Apr 14, 20269 min read

How to build a customer-support AI agent for SaaS

Architecture, guardrails, eval loop, and the deflection math that justifies it. The playbook we use for B2B SaaS clients.

agents
saas
rag

Why support agents are the SMB's wedge into AI

Customer-support volume scales linearly with revenue, but the answers don't. 70% of tier-1 tickets are repeat questions your docs already answer — but no user reads docs. An AI agent that reads the docs for them deflects that 70%, and the back half (the ones humans should actually touch) gets routed cleaner.

The architecture we ship

A production support agent has six moving parts. Most "AI chatbot" attempts skip three of them and wonder why the thing hallucinates.

Intent classifier — routes the ticket into resolvable / needs-human / docs-gap / feature-request.
Retrieval — hybrid search (BM25 + vector) over your docs, with reranking. Citations required.
Answer generation — Claude or GPT, prompted to refuse when retrieval confidence is low.
Escalation path — a confidence threshold and a human queue. Non-negotiable.
Eval loop — 200 historical tickets replayed weekly. Drift kills support bots quietly.
Cost telemetry — every conversation logged with token cost, deflection outcome, CSAT.

Skip the eval loop and you'll ship a great demo that's silently degraded in 90 days.

The hard parts

The model is not the hard part. The hard parts are:

Knowing when not to answer. A good support agent says "I'm not sure — let me route this to a human" more often than it answers.

_Provided material_:

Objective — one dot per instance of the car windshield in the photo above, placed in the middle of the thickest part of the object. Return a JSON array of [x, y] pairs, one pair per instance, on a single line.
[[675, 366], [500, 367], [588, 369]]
---
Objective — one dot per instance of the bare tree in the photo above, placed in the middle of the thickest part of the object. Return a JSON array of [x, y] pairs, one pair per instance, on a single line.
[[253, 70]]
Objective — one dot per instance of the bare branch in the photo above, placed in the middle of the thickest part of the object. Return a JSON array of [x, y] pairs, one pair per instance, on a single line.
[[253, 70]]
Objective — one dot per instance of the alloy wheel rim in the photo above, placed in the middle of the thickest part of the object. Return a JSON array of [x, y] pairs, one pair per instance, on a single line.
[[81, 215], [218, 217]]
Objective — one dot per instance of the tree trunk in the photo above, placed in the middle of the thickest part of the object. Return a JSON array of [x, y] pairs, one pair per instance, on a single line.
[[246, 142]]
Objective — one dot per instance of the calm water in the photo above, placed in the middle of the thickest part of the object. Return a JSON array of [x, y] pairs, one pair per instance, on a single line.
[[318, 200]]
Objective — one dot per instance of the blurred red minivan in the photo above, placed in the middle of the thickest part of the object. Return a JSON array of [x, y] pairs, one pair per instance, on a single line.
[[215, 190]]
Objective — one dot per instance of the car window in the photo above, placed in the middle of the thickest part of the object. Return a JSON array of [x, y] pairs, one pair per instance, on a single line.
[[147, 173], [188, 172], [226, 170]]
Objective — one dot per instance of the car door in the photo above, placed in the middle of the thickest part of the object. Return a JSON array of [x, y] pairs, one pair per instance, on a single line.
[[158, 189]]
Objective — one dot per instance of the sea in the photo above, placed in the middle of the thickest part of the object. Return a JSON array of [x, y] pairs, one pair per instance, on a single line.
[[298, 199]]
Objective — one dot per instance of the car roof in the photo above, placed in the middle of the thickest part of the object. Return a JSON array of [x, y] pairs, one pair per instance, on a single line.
---
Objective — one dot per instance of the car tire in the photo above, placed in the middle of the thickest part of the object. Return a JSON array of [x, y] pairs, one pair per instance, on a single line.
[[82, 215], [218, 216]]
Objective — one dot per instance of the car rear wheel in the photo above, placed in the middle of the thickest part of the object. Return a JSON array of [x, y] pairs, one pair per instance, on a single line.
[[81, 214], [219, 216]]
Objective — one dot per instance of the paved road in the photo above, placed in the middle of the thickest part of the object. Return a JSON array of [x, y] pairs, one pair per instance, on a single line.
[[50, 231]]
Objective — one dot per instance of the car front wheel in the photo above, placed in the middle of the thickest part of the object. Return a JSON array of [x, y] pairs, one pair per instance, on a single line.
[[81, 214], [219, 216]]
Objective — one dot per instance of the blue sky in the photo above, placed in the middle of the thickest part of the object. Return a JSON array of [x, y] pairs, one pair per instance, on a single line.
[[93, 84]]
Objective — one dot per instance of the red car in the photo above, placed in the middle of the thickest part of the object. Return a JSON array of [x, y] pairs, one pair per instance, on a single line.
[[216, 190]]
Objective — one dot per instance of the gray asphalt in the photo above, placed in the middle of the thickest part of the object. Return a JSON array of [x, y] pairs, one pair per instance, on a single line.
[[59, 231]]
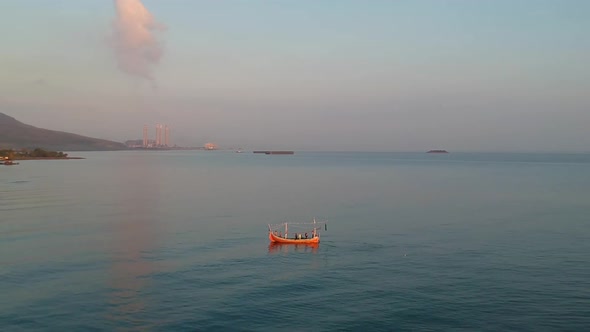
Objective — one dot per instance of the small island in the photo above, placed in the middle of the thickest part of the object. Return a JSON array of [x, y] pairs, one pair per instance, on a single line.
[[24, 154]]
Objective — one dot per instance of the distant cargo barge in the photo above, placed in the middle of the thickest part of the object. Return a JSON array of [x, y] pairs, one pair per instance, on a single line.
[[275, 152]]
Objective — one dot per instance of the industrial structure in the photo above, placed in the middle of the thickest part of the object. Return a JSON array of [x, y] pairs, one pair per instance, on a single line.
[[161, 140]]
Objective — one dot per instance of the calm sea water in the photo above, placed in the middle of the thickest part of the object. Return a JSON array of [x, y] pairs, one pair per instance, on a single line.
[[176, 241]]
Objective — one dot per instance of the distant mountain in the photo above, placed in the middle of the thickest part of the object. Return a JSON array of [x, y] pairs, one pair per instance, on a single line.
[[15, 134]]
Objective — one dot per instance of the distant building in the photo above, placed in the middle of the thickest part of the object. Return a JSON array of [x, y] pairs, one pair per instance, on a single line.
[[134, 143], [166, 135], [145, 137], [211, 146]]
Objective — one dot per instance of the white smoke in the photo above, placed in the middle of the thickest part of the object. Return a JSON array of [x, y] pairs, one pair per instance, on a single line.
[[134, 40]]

_Instructions for the task_:
Continue the article on building a customer-support AI agent for SaaS, starting right after its last sentence and ignoring the data.

_Answer section_:
Multi-turn state. "I tried that, didn't work" needs to remember what 'that' was.
Tool use. The agent often needs to look up the user's account, recent activity, or feature flags before it can answer. That means scoped read access to your systems.

What this costs to build

For a B2B SaaS with a few hundred tickets/week and a moderate docs base, a Fixed-fee Sprint runs 5–8 weeks and includes the eval loop and the first three months of tuning. After that, most clients move to a Monthly Retainer for ongoing eval coverage as the product changes.

If your docs are a mess, add 2 weeks for a docs cleanup pass — without it, the agent's only as good as what it can retrieve.

Start with deflection math

Before you build, do the math. Tickets per week × avg handle time × loaded support cost = the dollar volume of tier-1 you're paying for. A working support agent deflects 30–60% of that. If the deflection dollars beat the build + ongoing ops cost in under 9 months, build it. If not, the docs cleanup might be the better project.